___ The records
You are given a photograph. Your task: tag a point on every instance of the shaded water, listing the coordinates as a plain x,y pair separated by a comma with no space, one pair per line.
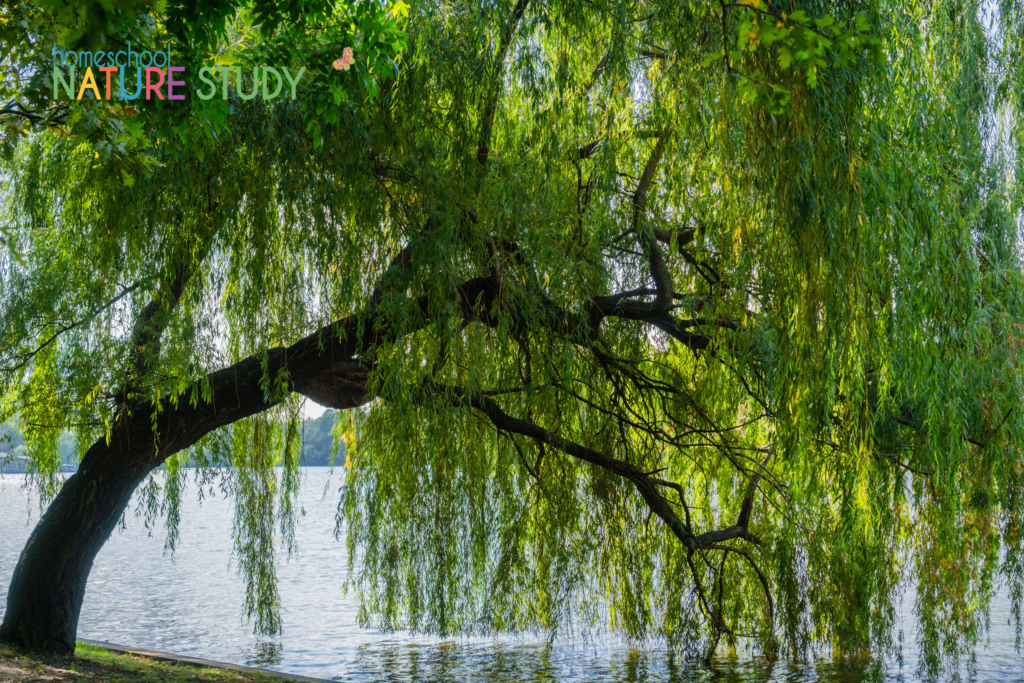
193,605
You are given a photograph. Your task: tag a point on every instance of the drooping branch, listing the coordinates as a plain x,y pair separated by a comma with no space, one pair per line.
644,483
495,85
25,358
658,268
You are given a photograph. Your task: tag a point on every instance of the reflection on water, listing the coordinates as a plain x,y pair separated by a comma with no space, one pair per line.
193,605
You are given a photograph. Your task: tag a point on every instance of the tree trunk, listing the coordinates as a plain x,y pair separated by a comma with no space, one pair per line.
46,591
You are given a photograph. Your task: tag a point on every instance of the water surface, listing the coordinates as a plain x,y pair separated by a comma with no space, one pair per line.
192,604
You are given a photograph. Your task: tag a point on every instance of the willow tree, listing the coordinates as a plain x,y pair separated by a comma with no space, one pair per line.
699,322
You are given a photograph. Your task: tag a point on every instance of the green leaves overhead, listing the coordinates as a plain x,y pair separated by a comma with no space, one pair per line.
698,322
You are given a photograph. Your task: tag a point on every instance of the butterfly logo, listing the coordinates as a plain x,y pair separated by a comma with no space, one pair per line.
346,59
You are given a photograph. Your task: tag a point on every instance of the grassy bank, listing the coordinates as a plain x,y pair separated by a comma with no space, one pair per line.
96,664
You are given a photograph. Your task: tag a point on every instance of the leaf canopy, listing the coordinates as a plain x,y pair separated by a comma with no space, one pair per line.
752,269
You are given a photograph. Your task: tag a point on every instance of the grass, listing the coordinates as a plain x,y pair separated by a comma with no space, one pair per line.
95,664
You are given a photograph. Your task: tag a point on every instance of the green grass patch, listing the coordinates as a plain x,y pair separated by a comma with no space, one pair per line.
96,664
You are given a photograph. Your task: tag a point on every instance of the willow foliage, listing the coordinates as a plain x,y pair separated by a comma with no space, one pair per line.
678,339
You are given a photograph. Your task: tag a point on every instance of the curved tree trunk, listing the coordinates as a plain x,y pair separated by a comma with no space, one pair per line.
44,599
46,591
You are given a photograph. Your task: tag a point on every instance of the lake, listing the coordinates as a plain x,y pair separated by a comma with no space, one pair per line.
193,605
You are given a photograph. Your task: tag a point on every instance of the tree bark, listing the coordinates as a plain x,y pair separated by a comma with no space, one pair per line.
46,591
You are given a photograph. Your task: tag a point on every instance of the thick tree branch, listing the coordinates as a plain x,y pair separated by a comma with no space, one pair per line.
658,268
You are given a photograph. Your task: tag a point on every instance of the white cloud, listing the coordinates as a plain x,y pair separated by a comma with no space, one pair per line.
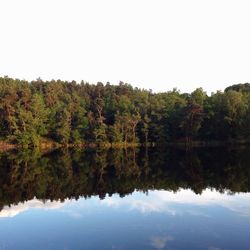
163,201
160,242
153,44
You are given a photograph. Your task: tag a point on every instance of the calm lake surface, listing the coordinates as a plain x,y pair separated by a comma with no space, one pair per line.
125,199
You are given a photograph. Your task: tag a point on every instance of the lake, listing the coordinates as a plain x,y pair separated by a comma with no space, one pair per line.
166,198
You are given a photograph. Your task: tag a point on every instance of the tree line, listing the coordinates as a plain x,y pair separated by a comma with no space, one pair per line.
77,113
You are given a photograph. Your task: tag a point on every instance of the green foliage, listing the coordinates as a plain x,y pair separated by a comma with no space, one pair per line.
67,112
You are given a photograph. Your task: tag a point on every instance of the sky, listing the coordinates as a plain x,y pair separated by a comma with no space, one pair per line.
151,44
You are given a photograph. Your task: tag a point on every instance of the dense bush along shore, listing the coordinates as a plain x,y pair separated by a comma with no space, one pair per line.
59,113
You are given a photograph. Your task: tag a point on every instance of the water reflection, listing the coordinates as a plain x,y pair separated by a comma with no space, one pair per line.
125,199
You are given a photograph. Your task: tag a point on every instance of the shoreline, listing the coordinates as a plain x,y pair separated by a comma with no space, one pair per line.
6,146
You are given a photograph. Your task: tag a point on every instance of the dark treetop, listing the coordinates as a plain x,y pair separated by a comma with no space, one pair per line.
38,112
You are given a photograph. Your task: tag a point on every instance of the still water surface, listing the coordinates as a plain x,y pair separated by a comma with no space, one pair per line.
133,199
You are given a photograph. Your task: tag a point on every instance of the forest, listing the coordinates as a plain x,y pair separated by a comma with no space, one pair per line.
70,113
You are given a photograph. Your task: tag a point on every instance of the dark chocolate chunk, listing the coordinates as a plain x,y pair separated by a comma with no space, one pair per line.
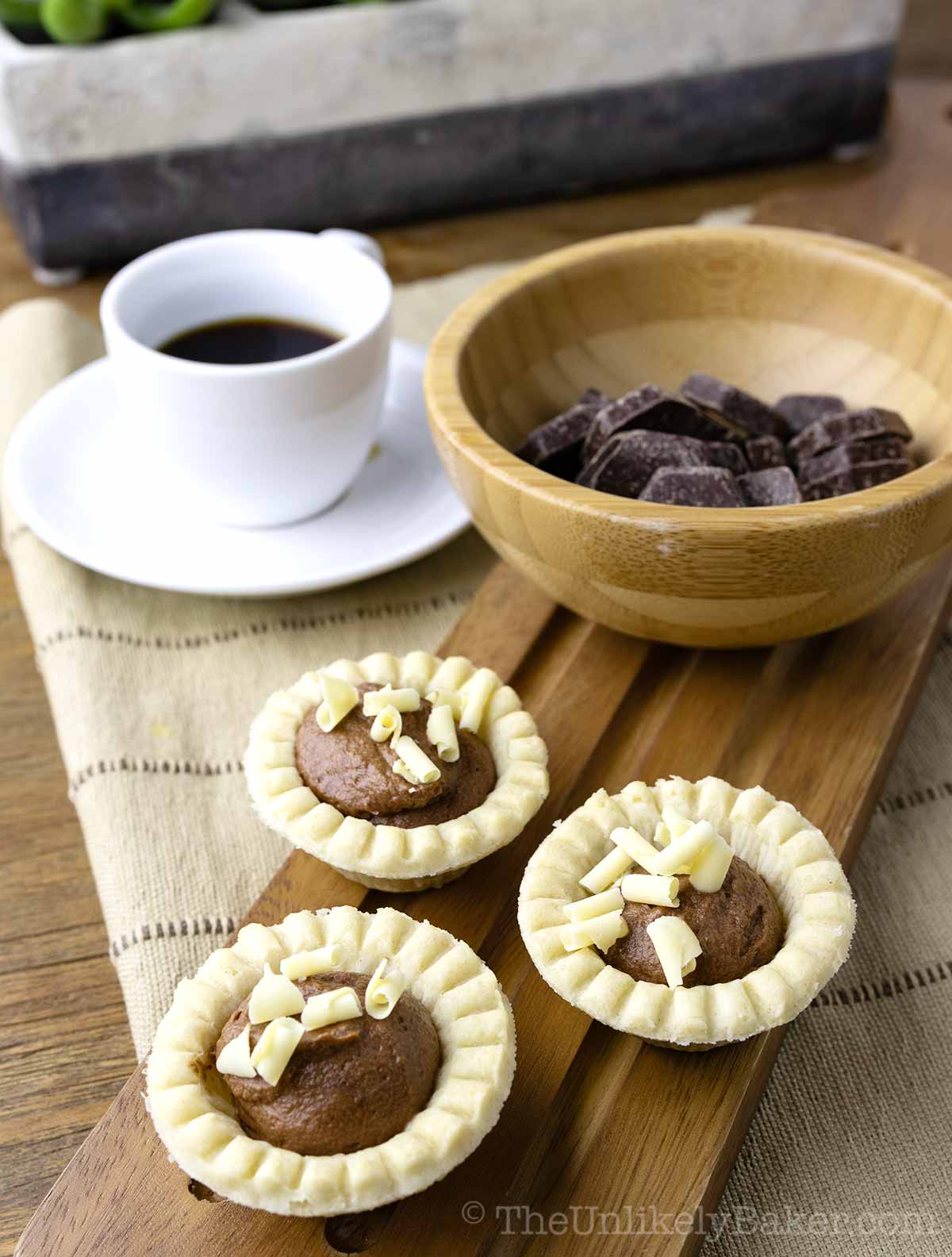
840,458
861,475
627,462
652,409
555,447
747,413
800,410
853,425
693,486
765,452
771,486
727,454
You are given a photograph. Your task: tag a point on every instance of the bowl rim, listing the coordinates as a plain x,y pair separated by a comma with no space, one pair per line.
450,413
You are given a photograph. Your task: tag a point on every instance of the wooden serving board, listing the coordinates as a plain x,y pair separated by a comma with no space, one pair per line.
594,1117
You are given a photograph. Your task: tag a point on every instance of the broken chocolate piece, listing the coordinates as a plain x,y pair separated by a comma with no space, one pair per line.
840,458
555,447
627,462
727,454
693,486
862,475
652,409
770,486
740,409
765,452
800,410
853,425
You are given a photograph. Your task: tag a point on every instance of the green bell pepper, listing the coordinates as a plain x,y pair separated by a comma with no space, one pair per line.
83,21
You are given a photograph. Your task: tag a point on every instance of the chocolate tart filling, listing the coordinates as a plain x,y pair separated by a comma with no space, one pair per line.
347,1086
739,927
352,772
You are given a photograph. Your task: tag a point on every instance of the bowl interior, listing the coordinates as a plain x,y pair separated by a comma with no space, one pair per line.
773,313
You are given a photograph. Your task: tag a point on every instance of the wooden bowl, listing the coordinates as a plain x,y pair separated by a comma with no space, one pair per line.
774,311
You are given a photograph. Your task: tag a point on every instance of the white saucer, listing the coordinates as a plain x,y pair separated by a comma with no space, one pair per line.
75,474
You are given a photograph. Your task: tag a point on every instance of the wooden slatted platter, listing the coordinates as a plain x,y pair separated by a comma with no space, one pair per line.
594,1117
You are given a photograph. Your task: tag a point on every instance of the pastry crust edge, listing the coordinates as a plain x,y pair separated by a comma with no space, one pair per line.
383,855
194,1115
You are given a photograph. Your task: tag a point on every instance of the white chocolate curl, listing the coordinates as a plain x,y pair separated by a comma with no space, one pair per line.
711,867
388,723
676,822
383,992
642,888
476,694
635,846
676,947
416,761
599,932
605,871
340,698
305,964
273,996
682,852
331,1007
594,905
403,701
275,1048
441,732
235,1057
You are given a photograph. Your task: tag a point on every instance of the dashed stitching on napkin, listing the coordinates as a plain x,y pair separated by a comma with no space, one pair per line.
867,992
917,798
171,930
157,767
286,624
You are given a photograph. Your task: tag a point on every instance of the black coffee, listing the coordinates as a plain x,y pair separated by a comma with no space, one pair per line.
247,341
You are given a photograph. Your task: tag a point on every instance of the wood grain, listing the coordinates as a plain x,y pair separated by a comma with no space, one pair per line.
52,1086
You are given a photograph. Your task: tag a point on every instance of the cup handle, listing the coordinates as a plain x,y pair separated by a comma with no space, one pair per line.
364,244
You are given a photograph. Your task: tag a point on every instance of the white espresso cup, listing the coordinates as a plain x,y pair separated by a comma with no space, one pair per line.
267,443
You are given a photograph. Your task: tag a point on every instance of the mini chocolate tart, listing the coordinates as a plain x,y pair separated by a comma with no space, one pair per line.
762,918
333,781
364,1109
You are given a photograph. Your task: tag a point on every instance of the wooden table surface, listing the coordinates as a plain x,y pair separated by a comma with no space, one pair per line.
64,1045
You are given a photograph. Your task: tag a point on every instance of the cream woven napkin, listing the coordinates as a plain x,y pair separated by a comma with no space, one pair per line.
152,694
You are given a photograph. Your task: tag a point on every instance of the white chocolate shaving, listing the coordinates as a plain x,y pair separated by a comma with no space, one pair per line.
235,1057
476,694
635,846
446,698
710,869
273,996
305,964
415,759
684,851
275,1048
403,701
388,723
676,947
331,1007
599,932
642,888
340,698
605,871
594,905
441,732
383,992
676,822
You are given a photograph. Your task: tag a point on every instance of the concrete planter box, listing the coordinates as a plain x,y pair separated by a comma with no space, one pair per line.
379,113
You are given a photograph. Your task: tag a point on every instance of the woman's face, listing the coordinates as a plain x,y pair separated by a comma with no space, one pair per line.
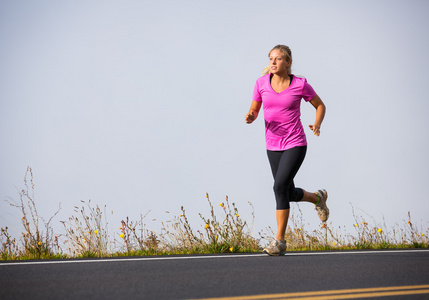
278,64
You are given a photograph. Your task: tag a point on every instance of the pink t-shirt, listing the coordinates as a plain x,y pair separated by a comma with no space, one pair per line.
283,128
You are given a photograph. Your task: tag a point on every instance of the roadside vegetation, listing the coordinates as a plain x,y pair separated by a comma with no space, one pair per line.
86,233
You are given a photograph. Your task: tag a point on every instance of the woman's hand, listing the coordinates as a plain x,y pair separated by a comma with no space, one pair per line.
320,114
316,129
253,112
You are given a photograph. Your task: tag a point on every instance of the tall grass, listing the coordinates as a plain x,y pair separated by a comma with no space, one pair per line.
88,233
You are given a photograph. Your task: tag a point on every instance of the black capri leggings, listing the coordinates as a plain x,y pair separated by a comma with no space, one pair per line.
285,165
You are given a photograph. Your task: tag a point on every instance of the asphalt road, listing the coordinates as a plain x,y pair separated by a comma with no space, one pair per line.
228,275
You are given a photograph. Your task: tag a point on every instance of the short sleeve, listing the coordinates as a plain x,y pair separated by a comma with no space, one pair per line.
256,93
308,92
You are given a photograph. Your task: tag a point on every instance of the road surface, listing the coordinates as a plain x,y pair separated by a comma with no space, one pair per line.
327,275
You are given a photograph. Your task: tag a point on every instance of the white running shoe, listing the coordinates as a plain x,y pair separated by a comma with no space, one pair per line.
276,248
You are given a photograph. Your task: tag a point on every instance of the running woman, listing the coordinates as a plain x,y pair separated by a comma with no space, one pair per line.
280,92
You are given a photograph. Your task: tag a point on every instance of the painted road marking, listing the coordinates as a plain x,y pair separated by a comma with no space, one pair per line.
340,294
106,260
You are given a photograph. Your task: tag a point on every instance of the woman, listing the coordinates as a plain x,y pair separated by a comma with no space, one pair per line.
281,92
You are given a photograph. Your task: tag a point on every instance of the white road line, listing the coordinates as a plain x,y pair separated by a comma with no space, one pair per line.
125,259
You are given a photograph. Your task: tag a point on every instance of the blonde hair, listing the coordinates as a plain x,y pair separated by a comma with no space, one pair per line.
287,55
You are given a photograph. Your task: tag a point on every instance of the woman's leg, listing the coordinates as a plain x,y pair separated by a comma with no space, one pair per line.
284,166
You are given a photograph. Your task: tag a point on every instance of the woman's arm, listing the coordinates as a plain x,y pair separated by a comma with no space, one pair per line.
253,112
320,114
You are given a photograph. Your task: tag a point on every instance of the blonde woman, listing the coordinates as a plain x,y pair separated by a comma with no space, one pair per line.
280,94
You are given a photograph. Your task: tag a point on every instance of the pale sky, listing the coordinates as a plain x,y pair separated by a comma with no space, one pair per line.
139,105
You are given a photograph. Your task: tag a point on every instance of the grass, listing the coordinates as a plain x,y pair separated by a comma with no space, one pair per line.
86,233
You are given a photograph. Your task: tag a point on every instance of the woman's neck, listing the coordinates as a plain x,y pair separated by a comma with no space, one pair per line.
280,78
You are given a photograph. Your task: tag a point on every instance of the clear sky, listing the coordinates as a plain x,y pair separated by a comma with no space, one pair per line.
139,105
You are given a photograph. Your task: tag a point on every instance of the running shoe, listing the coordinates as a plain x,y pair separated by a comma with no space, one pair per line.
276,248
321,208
______
--- Work instructions ---
Reproduce exactly the line containing "the running shoe, listing" and every line after it through the end of the records above, and nothing else.

--- Reply ---
You are given a photograph. Your task: tag a point on every instance of the running shoe, listing the coordinates as a plain x,y pair separated by a comma with no space, one pair per line.
276,248
321,208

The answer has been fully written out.